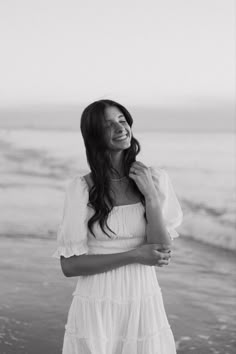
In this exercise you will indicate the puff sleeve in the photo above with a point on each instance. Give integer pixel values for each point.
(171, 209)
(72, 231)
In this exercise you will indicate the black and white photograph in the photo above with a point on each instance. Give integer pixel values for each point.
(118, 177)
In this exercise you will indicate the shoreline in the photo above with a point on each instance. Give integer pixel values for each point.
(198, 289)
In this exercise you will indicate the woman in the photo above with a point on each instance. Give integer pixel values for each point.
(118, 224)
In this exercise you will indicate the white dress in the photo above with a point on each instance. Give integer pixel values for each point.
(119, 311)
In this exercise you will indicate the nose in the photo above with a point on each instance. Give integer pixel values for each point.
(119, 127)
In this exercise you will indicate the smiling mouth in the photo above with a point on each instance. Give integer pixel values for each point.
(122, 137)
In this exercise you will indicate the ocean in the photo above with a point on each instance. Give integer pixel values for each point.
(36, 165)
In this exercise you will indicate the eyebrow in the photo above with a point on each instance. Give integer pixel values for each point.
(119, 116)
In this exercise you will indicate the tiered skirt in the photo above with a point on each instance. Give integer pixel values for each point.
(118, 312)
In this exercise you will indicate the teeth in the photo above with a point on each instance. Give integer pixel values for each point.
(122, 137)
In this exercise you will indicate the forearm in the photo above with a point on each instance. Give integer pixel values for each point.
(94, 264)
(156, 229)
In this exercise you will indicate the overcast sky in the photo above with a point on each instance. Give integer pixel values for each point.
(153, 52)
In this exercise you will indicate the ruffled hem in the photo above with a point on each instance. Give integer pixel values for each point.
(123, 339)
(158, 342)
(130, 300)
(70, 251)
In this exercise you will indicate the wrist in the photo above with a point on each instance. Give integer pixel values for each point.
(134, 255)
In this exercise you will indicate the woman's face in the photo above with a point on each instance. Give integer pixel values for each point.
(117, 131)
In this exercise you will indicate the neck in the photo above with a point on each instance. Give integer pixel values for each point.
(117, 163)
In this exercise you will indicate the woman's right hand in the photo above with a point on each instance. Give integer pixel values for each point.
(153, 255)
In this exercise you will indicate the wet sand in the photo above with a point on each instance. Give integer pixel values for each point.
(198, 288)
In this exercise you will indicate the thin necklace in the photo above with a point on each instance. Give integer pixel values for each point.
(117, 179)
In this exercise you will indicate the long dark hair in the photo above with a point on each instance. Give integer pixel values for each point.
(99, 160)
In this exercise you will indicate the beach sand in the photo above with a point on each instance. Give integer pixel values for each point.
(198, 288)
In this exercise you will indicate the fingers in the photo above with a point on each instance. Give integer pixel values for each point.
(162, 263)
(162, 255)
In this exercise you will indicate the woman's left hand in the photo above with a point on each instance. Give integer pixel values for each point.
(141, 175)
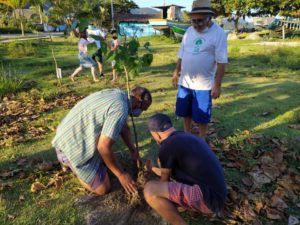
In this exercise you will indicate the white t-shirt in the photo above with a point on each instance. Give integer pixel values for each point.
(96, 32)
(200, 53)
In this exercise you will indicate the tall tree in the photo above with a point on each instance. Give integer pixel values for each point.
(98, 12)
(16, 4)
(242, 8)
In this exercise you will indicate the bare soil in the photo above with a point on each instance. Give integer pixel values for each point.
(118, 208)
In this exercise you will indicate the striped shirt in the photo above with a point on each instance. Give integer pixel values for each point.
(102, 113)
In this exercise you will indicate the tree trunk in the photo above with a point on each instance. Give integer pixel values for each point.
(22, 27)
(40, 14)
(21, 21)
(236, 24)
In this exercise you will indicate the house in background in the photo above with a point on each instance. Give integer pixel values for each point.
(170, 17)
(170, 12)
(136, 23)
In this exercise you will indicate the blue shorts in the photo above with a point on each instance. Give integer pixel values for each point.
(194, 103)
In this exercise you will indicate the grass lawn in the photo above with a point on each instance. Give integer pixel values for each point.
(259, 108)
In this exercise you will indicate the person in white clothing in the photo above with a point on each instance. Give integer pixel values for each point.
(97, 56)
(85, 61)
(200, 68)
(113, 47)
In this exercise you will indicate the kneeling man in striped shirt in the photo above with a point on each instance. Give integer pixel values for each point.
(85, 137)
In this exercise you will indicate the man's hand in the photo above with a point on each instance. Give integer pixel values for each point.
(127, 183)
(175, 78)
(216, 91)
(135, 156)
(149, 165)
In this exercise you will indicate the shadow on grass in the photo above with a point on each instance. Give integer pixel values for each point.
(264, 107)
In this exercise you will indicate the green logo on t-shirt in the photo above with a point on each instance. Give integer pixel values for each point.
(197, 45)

• Work order:
Print each line of the listing exactly and include no pictures.

• Solution for this task:
In this exercise you will indicate the puff sleeve in the photo above with a point on each instance. Give integer pixel values for each point.
(171, 209)
(72, 231)
In this exercise you will indicate the black and white photograph in the photo above with a point on each instance. Give integer pixel values for each point.
(118, 177)
In this exercise you will indicate the shoreline in the photo above with a point on each instance. Give integer pixel values for each point.
(198, 289)
In this exercise you will indicate the woman in the photo above with a point on each instance. Give integer pixel values for each point.
(118, 224)
In this exercise you will indicate the white dress in the photo above with a point on each instance. Give integer pixel values for each point.
(119, 311)
In this exercise you will indicate the nose in the photo above with a point on each instance. Give integer pixel values for each point.
(119, 127)
In this exercise you will indicate the smiling mouth in the photo above with a point on each instance. Give integer pixel values for each point.
(122, 137)
In this exercise you will indicate the ocean in the photo above with a point on each instance. Give integer pixel values for each point.
(36, 165)
In this exercise you will indicate the eyebrow in the photo above with a point on each instance. Give integer pixel values for each point.
(119, 116)
In this exercise you will indicate the tiered skirt in the photo above with a point on each instance. Give integer pixel values for each point.
(118, 312)
In this exercise you will indicate the teeth in the photo above with a point on each instance. Give integer pixel values for each point.
(122, 137)
In this exercise you will indicate the forearm in the photo above with a point on each instance. Give integer pixel values for each point.
(94, 264)
(156, 229)
In this exercise you will indicate the overcast sky in the photo above with a point on each instance. Give integer pixel values for each point.
(153, 52)
In this exercise you will indicate the ruffled hem in the photo above with a point on each instance. Give integer pixel values for each point.
(123, 339)
(158, 342)
(130, 300)
(70, 251)
In this exercise you will indicate the wrist in the photo above with a point on each instance. Give integer pixel values for each point.
(134, 255)
In this exercise you will indicate the woman's face in the photo above with a point on each instance. Give integer pixel values for each point.
(117, 131)
In this exercise you will indicate the neck in the photo above with a point on each instance. Give integer pixel values for each point.
(117, 163)
In this exercise you will indicate the woman's right hand in the photo above with a point on each instance. Give integer pixel values for each point.
(153, 255)
In this exercise you will indicate the wet sand in the photo above with a point on each instance. Give integer pixel values for each point.
(198, 288)
In this exercise you will indicate the thin necklace in the photo above with a point on each instance. Give integer pixel values for each point.
(117, 179)
In this exercise you will indicate the long dark hair in the photo above with a point on each instance. Give integer pixel values for each point.
(99, 160)
In this exercise you will indicate the beach sand in the photo above with a point on each instance. Give integer pixel values for each point.
(198, 288)
In this exercise you will indicate the fingers in the photo above with a point on each instance. Give integer pixel values for each point.
(162, 263)
(162, 255)
In this exercise you will indicate the woman's left hand in the photo above with a point on each instance. Give integer pixel values for each point.
(141, 175)
In this exercise you will indicate the white t-shirt in the photo above with a point on each instance. Give integer pixel values for each point.
(96, 32)
(200, 53)
In this exercise you will indicate the tall tree in the photo above with a point on each instance. Give integer pixel values for each point.
(98, 12)
(16, 4)
(242, 8)
In this exercise you will indicate the bare soil in the photo above with a point on each instance. Give integer pixel values for each point.
(118, 208)
In this exercise you will indicate the striped shirt in the photo above with a point on each instance. Give integer pixel values for each point.
(102, 113)
In this exercise you will indicate the tree trunk in the photo above with a point on each instance. Give integer pixel values for each point.
(22, 27)
(40, 14)
(21, 21)
(236, 24)
In this exercise you will indicate the house in background in the photo above with a point on each instance. Give integer pixel values for each point.
(170, 17)
(170, 12)
(136, 23)
In this exercise you will indicate the blue shorts in the photo above with a point on each instance. Give integer pixel values for each point.
(194, 103)
In this exercise you will indicate the grass lawn in the photo above with a point on each instance. Give integer pixel values for each point.
(259, 108)
In this exercise you will indicate the person in white clothing in the photo above with a point on each instance. Give integer pixel values for each point.
(97, 56)
(85, 61)
(200, 68)
(113, 47)
In this exercise you will indicate the kneeling man in striped shirt in the photo above with a point on each instance. Give integer pixel values for each point.
(85, 137)
In this exercise you will indicate the man's hand in the photo above with a point on each instance. Give integer pixel values for each point.
(127, 183)
(175, 78)
(216, 91)
(135, 156)
(149, 165)
In this exercise you will indicate the shadow on grass in the photo above with a point on each instance. Give integer pixel values for each point.
(264, 107)
In this exercise you will indicate the green logo on t-shirt in the photo above with a point on each instance. Give integer pixel values for each point.
(197, 45)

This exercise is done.